**DOCUMENT EXCERPT:**
......

Scripts

This page documents the scripts that are included with fathomnet-py.


fathomnet-generate

The fathomnet-generate script generates object detection datasets in common formats (COCO, Pascal VOC) from FathomNet data. It is installed by default with fathomnet-py.

There are two modes of invoking fathomnet-generate: output and count.

Output

Output mode generates the dataset and writes it to disk.

Targets

For example, to generate a Pascal VOC dataset for the Abraliopsis concept, we would run:

fathomnet-generate --output /path/to/output --concepts 'Abraliopsis'

This will write Pascal VOC XML files containing all FathomNet bounding boxes for Abraliopsis to /path/to/output/*.xml.

......

**SUPPLIED DATA:**
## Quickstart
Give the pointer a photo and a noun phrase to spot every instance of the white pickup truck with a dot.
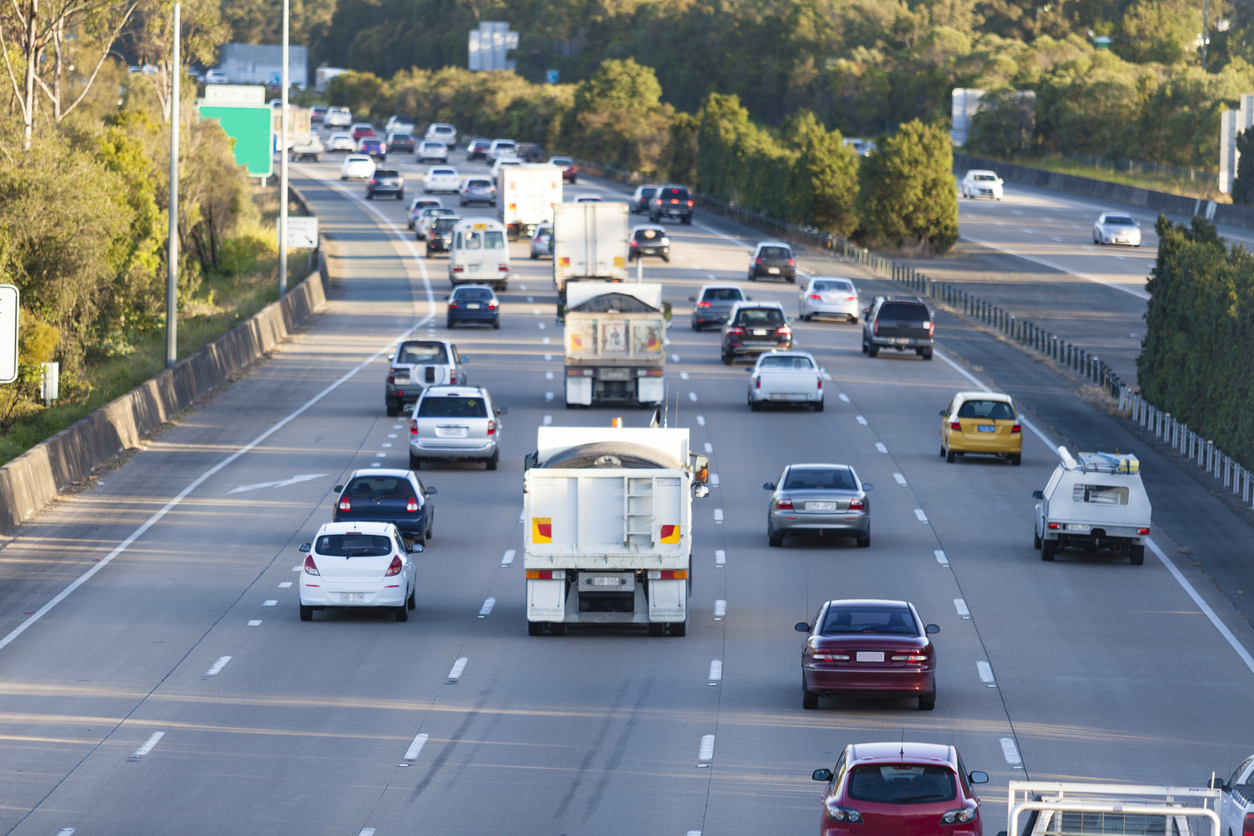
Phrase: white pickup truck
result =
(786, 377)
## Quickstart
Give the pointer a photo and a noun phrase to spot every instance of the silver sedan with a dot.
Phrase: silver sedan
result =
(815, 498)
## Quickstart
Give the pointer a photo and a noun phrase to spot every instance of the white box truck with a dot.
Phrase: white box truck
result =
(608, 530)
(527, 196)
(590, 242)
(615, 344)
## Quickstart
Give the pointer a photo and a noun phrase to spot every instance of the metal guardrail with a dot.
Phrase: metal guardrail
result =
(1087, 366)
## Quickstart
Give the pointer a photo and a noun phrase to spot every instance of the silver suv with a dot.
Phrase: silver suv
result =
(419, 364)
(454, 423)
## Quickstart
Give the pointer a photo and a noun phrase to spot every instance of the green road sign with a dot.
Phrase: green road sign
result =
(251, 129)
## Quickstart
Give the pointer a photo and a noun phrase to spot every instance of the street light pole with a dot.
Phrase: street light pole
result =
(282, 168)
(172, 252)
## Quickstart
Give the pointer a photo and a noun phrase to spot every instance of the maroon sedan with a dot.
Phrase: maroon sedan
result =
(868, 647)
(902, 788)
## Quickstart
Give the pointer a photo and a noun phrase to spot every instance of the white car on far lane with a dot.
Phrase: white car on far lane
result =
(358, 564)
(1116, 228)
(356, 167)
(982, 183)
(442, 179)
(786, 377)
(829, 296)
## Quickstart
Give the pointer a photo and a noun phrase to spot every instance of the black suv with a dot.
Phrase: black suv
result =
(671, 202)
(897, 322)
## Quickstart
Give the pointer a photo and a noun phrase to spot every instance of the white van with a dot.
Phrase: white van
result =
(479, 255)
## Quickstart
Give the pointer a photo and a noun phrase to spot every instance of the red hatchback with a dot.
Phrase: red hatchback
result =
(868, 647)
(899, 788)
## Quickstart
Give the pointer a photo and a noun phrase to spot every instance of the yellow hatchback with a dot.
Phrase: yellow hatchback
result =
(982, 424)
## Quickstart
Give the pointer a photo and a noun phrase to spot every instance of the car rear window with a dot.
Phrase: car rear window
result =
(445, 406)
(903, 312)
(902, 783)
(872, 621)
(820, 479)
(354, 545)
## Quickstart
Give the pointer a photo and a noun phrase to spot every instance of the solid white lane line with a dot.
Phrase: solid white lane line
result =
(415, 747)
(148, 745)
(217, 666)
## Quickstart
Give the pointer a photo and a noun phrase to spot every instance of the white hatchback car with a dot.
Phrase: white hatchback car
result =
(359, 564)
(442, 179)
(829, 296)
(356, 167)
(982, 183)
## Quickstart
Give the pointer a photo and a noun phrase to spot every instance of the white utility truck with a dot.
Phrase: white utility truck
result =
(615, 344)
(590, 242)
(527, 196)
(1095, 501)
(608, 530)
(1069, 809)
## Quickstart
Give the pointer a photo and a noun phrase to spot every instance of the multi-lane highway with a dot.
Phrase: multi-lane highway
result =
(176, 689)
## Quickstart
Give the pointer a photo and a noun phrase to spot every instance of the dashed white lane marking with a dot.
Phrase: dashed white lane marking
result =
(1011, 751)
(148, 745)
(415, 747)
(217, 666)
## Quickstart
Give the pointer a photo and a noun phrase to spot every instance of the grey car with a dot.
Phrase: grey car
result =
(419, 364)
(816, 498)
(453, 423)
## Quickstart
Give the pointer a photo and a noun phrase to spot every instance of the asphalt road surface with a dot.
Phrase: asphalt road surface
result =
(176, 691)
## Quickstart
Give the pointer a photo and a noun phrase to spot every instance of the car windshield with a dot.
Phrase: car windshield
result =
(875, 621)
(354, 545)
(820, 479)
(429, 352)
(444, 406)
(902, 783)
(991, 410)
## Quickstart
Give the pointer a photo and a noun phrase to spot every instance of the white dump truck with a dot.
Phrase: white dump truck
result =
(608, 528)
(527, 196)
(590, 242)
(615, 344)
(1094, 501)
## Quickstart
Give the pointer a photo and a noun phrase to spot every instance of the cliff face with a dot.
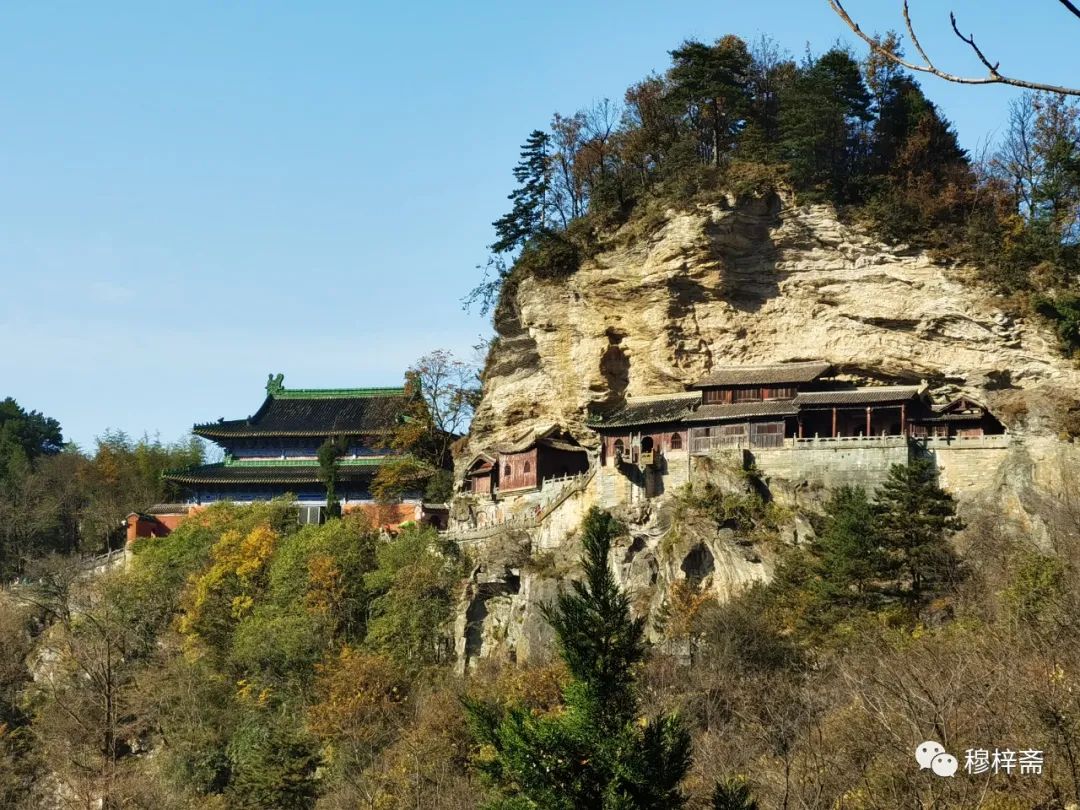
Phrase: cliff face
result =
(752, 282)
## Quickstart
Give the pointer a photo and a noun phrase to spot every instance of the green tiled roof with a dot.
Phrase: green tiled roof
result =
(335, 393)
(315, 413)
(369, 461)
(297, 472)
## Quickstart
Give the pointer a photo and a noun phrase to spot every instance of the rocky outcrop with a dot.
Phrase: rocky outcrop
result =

......

**EXERCISE TASK 1:** Write out the passage of the fathomnet-py scripts page starting with "The fathomnet-generate script" and going on through "default with fathomnet-py.".
**EXERCISE TASK 2:** Pick out every line in the records that contains the string "street", treating case as significant.

**COMPLETE RESPONSE 1:**
The fathomnet-generate script generates object detection datasets in common formats (COCO, Pascal VOC) from FathomNet data. It is installed by default with fathomnet-py.

**COMPLETE RESPONSE 2:**
Give the pointer a photo and a noun phrase to spot every instance of the street light pole with a dot.
Phrase: street light pole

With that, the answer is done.